What the task requires: Return the line containing "give the mask of **overcast sky**" and all lines after it exactly; stop at the end of the material.

Source records:
• • • • • • •

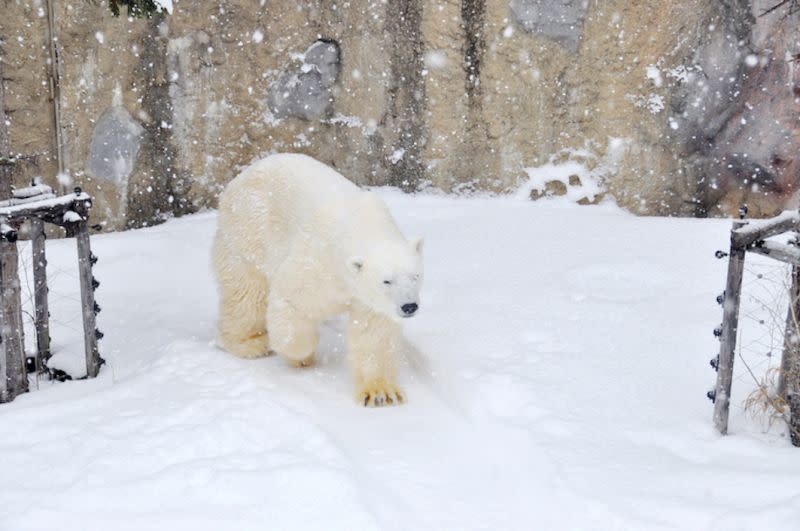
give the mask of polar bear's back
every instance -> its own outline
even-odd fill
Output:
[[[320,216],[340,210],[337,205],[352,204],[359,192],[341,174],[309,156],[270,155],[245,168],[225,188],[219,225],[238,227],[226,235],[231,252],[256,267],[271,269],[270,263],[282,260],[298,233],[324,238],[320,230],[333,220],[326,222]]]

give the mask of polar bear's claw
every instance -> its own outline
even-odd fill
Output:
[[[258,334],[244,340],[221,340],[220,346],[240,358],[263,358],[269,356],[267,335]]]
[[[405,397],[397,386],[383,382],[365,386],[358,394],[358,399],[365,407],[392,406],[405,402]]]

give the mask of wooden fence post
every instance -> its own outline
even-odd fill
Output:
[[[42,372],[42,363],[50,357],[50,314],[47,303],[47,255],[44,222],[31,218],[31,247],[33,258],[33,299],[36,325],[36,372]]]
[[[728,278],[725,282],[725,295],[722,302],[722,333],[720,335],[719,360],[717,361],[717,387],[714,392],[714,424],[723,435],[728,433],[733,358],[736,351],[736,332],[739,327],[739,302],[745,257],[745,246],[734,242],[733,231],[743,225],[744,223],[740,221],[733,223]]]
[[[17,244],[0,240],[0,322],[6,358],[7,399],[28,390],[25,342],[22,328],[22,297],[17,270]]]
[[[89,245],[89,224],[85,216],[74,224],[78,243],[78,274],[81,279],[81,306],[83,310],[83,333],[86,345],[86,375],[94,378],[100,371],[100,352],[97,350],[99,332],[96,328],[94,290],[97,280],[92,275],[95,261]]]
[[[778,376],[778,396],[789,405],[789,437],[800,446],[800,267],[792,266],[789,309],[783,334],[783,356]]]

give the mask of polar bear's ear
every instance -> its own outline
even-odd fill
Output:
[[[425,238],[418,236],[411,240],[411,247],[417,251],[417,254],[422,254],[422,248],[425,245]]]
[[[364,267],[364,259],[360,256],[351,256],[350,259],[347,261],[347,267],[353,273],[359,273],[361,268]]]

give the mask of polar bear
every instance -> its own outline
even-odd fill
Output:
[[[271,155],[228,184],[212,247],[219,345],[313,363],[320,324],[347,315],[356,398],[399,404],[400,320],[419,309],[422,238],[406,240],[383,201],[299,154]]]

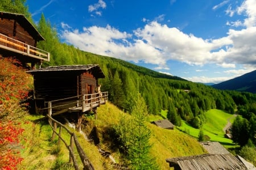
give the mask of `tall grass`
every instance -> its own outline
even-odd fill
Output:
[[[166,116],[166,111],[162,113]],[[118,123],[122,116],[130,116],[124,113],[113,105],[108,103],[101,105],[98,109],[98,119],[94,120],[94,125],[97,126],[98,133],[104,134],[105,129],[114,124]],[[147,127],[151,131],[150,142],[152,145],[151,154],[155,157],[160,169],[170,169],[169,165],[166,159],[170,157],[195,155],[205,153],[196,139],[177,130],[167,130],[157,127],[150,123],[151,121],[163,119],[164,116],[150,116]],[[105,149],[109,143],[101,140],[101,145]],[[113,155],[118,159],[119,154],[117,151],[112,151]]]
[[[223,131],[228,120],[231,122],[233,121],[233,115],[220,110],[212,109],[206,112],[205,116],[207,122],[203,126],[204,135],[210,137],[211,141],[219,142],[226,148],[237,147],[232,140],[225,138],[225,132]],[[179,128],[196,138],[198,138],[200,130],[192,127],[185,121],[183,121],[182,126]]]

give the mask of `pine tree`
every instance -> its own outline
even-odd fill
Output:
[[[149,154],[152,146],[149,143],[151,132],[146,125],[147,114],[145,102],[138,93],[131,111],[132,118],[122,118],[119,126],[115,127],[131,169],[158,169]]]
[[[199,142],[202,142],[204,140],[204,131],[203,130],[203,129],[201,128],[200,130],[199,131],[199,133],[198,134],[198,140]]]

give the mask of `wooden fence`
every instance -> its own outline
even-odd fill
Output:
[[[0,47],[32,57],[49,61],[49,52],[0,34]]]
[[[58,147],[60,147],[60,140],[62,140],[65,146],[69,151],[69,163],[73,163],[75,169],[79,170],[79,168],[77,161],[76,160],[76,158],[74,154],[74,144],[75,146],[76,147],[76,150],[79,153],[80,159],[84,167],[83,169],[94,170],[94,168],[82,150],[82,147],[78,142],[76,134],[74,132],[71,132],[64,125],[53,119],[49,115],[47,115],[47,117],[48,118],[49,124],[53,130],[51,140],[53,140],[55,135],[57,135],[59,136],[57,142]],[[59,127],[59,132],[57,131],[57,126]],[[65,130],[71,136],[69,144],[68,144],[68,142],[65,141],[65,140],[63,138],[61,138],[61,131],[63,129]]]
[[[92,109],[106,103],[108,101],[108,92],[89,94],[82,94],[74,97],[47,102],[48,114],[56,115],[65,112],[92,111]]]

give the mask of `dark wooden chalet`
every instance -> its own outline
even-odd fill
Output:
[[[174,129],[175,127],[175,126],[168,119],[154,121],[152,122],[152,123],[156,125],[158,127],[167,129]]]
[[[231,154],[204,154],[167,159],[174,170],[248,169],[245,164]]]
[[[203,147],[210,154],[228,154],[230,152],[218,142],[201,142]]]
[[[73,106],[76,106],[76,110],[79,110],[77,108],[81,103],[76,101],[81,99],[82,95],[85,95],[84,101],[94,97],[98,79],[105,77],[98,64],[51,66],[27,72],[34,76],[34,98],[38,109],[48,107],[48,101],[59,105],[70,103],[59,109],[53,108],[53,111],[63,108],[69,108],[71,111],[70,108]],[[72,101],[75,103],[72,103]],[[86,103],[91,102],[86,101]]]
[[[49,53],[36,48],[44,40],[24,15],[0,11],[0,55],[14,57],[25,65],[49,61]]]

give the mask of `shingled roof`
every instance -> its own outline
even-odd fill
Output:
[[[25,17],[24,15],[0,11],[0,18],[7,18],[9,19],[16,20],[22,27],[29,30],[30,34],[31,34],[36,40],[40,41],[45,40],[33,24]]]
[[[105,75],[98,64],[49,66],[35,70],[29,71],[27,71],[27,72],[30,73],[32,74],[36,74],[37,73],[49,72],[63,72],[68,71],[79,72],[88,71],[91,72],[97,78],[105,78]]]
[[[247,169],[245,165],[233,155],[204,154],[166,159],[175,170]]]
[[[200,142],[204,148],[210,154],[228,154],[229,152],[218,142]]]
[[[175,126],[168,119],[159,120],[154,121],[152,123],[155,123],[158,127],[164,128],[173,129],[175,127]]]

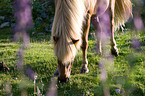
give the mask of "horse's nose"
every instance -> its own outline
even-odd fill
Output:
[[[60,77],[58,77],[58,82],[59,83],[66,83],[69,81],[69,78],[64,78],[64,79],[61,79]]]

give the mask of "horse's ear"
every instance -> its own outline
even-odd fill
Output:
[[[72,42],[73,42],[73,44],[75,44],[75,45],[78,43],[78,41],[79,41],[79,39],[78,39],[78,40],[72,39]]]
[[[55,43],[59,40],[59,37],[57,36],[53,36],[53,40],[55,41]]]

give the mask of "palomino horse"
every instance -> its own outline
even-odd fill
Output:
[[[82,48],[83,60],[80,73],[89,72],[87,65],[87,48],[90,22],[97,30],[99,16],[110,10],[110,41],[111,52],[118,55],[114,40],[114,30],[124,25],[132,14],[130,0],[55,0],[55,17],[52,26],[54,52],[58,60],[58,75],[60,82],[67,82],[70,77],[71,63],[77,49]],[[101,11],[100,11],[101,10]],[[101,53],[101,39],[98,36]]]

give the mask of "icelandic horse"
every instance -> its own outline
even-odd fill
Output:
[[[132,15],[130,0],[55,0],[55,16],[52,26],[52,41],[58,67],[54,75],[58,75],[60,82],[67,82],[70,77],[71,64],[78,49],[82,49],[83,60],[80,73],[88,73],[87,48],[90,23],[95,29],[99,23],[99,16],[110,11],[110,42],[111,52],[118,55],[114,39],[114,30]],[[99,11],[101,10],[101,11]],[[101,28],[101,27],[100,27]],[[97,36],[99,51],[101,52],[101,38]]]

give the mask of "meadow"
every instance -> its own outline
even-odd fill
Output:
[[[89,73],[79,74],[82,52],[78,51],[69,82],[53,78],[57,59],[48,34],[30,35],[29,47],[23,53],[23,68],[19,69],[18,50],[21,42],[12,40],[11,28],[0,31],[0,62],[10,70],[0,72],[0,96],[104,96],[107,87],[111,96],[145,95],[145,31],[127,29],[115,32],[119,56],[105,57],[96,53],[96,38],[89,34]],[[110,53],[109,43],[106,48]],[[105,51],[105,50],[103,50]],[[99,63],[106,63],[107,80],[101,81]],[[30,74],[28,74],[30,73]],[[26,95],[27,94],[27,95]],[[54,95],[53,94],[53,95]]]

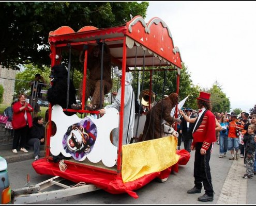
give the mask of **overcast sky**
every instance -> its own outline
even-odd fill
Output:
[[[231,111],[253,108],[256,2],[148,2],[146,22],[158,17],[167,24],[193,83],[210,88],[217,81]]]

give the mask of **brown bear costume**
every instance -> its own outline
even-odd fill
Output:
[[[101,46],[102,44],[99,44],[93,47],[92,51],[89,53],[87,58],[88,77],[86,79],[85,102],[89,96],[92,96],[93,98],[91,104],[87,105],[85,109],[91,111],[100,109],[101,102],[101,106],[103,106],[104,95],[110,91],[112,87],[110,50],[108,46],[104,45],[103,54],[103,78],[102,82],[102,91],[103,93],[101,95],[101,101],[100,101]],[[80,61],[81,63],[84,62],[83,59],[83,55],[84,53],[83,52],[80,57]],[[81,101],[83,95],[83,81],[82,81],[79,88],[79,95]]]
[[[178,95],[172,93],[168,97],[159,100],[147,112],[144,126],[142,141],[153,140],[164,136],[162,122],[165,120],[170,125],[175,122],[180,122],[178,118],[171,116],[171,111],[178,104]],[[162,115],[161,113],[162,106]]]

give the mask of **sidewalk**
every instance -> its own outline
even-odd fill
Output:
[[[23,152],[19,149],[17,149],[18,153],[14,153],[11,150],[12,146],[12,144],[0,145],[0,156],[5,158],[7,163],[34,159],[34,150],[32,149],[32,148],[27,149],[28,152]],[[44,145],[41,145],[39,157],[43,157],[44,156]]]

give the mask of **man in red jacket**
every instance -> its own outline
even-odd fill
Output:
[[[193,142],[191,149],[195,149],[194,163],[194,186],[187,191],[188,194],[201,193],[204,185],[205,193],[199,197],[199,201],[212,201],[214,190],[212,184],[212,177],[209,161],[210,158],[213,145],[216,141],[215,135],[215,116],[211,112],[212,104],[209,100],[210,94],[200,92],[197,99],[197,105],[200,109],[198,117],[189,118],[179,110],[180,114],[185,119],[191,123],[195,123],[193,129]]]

• • • • • • •

Exercise output:
give the mask of **overcast sky**
every instance -> its own outline
even-odd fill
Output:
[[[231,111],[253,108],[256,2],[148,2],[146,22],[158,17],[167,24],[193,83],[210,88],[217,81]]]

give the mask of **brown bear costume**
every instance -> its own outline
even-odd fill
Output:
[[[101,46],[102,44],[99,44],[93,47],[92,51],[89,53],[87,58],[88,77],[86,79],[85,102],[89,96],[92,96],[93,98],[91,104],[87,105],[85,109],[91,111],[100,109],[101,102],[101,106],[103,106],[104,95],[110,91],[112,87],[110,50],[108,46],[104,45],[103,54],[103,78],[102,82],[102,91],[103,93],[101,95],[101,101],[100,101]],[[80,61],[81,63],[84,62],[83,59],[83,55],[84,53],[83,52],[80,57]],[[81,101],[83,95],[83,81],[82,81],[79,88],[79,95]]]
[[[178,95],[172,93],[168,97],[159,100],[147,112],[144,126],[142,141],[153,140],[164,136],[162,122],[165,120],[170,125],[175,122],[180,122],[178,118],[171,116],[171,111],[178,104]],[[162,115],[161,113],[162,106]]]

give the mask of **sidewalk**
every instance -> its own outline
even-odd fill
Output:
[[[23,152],[19,149],[17,149],[18,153],[14,153],[11,150],[12,146],[12,144],[0,145],[0,156],[5,158],[7,163],[34,159],[34,150],[32,149],[32,148],[27,149],[28,152]],[[44,145],[41,145],[39,157],[43,157],[44,156]]]

give the mask of **man in red jacket**
every instance -> its own outline
even-odd fill
Output:
[[[193,142],[191,149],[195,149],[194,163],[194,186],[187,191],[188,194],[201,193],[204,185],[205,193],[199,197],[199,201],[212,201],[214,190],[212,184],[212,177],[209,161],[210,158],[213,145],[216,141],[215,135],[215,116],[211,112],[212,104],[209,100],[210,94],[200,92],[197,99],[197,105],[200,109],[198,117],[189,118],[179,110],[180,114],[185,119],[191,123],[195,123],[193,129]]]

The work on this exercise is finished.